INSTRUCTIONS TO FOLLOW
From the entries that follow, gather each line holding the word "following".

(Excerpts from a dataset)
________________________________________

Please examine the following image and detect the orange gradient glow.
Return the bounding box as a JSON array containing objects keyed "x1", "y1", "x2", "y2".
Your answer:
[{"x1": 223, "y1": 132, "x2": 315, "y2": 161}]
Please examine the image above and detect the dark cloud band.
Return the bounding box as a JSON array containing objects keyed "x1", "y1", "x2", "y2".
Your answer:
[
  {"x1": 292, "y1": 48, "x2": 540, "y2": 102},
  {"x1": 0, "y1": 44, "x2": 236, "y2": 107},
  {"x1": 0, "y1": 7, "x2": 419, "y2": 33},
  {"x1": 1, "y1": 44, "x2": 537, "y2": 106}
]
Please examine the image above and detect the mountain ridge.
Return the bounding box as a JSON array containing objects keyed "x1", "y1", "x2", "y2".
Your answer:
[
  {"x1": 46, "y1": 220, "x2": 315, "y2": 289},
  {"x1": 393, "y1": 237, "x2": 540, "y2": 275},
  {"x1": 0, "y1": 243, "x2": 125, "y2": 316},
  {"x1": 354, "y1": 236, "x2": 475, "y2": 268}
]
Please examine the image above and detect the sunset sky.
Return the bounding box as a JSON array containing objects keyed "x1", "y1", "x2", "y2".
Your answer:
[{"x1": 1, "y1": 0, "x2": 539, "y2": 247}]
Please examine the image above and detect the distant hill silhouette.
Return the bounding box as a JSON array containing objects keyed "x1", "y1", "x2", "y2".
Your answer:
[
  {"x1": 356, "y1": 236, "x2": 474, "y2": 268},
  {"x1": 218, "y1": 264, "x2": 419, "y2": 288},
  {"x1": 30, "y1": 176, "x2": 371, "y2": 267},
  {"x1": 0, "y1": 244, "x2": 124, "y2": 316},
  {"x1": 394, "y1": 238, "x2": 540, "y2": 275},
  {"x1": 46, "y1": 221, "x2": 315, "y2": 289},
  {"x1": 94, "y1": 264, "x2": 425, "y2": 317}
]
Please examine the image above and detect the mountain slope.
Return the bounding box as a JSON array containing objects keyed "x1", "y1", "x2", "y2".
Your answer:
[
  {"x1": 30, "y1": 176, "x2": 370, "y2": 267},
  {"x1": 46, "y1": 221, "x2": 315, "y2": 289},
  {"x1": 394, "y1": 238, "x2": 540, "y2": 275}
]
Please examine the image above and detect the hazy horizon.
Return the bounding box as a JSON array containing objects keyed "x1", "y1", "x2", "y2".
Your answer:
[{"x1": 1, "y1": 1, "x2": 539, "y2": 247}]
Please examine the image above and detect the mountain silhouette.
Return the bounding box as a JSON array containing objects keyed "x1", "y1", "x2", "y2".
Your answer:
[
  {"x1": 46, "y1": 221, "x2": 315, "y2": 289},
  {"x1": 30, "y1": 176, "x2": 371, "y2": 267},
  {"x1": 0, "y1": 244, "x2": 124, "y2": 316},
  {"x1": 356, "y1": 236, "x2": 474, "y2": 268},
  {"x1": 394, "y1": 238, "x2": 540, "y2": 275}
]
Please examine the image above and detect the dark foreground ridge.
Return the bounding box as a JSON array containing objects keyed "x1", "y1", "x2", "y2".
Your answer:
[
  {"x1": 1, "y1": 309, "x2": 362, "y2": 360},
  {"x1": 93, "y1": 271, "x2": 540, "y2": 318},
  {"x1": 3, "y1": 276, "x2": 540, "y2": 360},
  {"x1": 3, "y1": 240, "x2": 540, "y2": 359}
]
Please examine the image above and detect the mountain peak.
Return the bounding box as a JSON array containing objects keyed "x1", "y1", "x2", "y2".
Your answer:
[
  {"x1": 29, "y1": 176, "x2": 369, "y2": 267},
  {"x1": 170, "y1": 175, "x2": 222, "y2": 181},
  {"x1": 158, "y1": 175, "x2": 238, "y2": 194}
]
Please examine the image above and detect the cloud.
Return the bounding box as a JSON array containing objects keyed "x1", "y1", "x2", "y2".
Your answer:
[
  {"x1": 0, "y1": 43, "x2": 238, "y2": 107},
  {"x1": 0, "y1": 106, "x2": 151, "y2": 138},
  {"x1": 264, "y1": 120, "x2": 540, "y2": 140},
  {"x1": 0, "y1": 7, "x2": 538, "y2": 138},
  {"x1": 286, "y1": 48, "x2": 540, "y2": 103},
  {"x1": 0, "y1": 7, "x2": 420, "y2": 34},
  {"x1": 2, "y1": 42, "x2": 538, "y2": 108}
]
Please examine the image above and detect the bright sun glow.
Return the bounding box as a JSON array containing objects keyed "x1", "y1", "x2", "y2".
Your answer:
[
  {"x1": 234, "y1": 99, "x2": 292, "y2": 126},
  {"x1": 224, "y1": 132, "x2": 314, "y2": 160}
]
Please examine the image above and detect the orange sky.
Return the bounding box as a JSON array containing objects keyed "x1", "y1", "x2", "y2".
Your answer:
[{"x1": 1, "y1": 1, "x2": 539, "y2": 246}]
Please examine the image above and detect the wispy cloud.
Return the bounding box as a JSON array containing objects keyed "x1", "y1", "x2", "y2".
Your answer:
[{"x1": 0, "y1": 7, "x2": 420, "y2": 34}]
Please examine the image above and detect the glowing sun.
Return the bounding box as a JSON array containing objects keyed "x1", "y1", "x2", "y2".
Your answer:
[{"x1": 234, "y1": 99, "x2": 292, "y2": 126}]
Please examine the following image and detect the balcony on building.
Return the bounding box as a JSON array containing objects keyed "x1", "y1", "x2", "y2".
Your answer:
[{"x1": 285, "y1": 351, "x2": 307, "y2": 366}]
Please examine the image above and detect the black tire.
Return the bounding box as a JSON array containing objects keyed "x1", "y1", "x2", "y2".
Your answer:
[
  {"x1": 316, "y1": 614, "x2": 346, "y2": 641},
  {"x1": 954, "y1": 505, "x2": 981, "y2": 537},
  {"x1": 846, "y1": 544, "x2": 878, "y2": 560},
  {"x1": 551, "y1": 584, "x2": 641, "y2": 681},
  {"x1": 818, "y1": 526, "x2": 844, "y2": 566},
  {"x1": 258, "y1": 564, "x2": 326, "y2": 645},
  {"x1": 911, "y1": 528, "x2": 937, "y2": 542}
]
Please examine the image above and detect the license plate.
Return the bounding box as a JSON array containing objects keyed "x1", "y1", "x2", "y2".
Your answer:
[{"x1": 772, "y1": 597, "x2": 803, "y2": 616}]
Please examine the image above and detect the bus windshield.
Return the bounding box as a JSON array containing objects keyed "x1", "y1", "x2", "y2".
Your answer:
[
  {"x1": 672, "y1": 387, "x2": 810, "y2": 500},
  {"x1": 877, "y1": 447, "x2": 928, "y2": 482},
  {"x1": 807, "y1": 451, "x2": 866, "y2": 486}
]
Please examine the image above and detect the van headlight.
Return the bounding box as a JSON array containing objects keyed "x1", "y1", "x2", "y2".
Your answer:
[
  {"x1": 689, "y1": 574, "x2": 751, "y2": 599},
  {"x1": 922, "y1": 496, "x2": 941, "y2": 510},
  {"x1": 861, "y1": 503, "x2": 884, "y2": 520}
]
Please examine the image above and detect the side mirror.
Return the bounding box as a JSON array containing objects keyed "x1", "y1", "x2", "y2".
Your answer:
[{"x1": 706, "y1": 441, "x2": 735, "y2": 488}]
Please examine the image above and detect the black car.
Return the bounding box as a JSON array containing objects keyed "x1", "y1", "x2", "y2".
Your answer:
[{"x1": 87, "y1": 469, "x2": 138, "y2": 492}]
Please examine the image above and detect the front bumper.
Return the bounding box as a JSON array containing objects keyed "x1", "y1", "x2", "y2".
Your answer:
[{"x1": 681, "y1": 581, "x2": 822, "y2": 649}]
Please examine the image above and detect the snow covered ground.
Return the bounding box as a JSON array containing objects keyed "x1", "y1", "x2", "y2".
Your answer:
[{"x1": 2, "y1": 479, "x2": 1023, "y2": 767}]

________________________________________

REPLY TO THE TASK
Please examine the following image and detect the orange gradient glow.
Please examine the following image and detect the balcony on building.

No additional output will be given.